My Rust OR_INSERT Hashmap code to update a struct content works without dereferencing. Why?

From Rust documentation, this count variable wouldn't work without dereferencing (*)
let text = "hello world wonderful world";
let mut map = HashMap::new();
for word in text.split_whitespace() {
let count = map.entry(word).or_insert(0);
*count += 1;
}
println!("{:?}", map);
However, I have the following code which tries to update a u8 variable (i.e team_val.goals_scored ) in a Struct if the key is found in a hashmap. It works without dereferencing. My understanding from the above Rust documentation was I need to dereference the team_val.goals_scored in order to update the content of the struct which is also a value for the hash map. Whelp!
My code:
#[derive(Debug)]
struct Team {
name: String,
goals_scored: u8,
goals_conceded: u8,
}
fn build_scores_table(results: String) -> HashMap<String, Team> {
// The name of the team is the key and its associated struct is the value.
let mut scores: HashMap<String, Team> = HashMap::new();
for r in results.lines() {
let v: Vec<&str> = r.split(',').collect();
let team_1_name = v[0].to_string();
let team_1_score: u8 = v[2].parse().unwrap();
let team_2_name = v[1].to_string();
let team_2_score: u8 = v[3].parse().unwrap();
// TODO: Populate the scores table with details extracted from the
// current line. Keep in mind that goals scored by team_1
// will be number of goals conceded from team_2, and similarly
// goals scored by team_2 will be the number of goals conceded by
// team_1.
let mut team_1_struct= Team {
name: team_1_name.clone(),
goals_scored: team_1_score,
goals_conceded: team_2_score
};
let mut team_2_struct= Team {
name: team_2_name.clone(),
goals_scored: team_2_score,
goals_conceded: team_1_score
};
if scores.contains_key(&team_1_name) {
let team_val = scores.entry(team_1_name.clone()).or_insert(team_1_struct);
println!("Yooo {:#?}",team_val);
team_val.goals_scored +=team_1_score;
team_val.goals_conceded += team_2_score;
} else {
scores.insert(team_1_name,team_1_struct);
}
if scores.contains_key(&team_2_name) {
let team_val = scores.entry(team_2_name.clone()).or_insert(team_2_struct);
println!("Yooo {:#?}",team_val);
team_val.goals_scored +=team_2_score;
team_val.goals_conceded += team_1_score;
} else {
scores.insert(team_2_name,team_2_struct);
}
}
scores
}

Rust does some automatic dereferencing, described here. We can see the difference between the documentation code and what you wrote:
// This
*count += 1
// versus this
team_val.goals_scored += team_1_score
^--- Causes an automatic dereferencing
If you're coming from C I think this documentation may be even clearer.
Answering the follow-up question 'can you use entry() without using clone() on the key - you cannot. entry() consumes what you send it, and doesn't give it back, so the borrow checker will prevent you from doing this. It's currently a 'limitation' on the API - but if you're dealing with something as cheap as a short string to copy, then this shouldn't impact you much.

▶ [Supplied data]
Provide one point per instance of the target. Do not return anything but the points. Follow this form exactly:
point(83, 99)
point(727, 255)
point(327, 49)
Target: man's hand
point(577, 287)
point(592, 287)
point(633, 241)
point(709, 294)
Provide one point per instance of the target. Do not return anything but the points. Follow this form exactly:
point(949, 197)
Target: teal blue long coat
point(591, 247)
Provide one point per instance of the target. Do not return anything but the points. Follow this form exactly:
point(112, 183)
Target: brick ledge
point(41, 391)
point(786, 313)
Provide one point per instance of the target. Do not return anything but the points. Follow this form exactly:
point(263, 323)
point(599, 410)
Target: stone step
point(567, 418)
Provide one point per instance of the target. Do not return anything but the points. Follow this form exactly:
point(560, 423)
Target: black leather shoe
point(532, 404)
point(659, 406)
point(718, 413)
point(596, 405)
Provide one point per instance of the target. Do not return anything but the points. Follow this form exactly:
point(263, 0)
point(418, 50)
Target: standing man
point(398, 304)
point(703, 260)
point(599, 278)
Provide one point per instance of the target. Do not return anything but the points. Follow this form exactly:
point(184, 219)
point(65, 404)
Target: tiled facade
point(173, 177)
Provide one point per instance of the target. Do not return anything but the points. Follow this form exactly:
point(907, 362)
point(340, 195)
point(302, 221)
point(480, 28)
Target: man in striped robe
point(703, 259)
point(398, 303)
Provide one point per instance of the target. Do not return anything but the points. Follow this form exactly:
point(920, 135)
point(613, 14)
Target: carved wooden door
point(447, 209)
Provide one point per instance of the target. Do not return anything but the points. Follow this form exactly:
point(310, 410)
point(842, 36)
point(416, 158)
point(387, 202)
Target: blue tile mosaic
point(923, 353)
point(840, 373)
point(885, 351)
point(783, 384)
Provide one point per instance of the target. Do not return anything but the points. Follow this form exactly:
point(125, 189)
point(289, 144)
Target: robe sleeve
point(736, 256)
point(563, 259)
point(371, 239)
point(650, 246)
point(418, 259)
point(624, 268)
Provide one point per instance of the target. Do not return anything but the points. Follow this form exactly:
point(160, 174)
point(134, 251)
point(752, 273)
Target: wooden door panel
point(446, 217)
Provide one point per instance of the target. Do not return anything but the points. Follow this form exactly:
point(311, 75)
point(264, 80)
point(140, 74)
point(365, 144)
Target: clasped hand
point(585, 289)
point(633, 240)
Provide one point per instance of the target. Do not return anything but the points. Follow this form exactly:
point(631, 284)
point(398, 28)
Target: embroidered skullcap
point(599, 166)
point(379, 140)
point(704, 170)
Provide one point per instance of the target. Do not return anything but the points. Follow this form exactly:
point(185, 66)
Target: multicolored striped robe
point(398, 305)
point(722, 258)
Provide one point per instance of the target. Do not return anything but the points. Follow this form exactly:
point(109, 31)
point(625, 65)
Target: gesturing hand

▶ [Exercise requirements]
**1.** From the Rust HashMap thread, echo the passage starting at "My Rust OR_INSERT" and ending at "without dereferencing (*)".
**2.** In the Rust HashMap thread, list every field of the Team struct along with its declared type.
**3.** Pick up the Rust HashMap thread after its last sentence and keep writing.

▶ [Results of the tasks]
**1.**
My Rust OR_INSERT Hashmap code to update a struct content works without dereferencing. Why?

From Rust documentation, this count variable wouldn't work without dereferencing (*)

**2.**
name: String
goals_scored: u8
goals_conceded: u8

**3.**
You can do a fair amount to slim down your code, though (with the caveat that I only did this for one team - it's easily extensible):
use std::collections::HashMap;
struct Team {
name: String,
goals: u8
}
type Scorecard = HashMap<String, Team>;
fn scoring(records: String) -> Scorecard {
let mut scores : Scorecard = HashMap::new();
for r in records.lines() {
let record: Vec<&str> = r.split(',').collect();
let team_name = record[0].to_string();
let team_score: u8 = record[1].parse().unwrap();
// Note that we do not need to create teams here on every iteration.
// There is a chance they already exist, and we can create them only if
// the `or_insert()` clause is activated.
// Note that the `entry()` clause when used with `or_insert()`
// gives you an implicit 'does this key exist?' check.
let team = scores.entry(team_name.clone()).or_insert(Team {
name: team_name,
goals: 0,
});
team.goals += team_score;
}
scores
}
fn main() {
let record = "Thunderers,1\nFlashians,1\nThunderers,2";
let scores = scoring(record.to_string());
for (key, value) in &scores {
println!("{}: The mighty {} scored {} points.", key, value.name, value.goals)
}
// Flattening Some Options!
// let o = Some(Some(5));
// let p = Some(5);
// println!("o: {:#?}", o);
// println!("p: {:#?}", p);
// println!("flattened o: {:#?}", o.flatten());
// println!("flattened p: {:#?}", p.flatten());
}

Cannot borrow `scores` as mutable more than once?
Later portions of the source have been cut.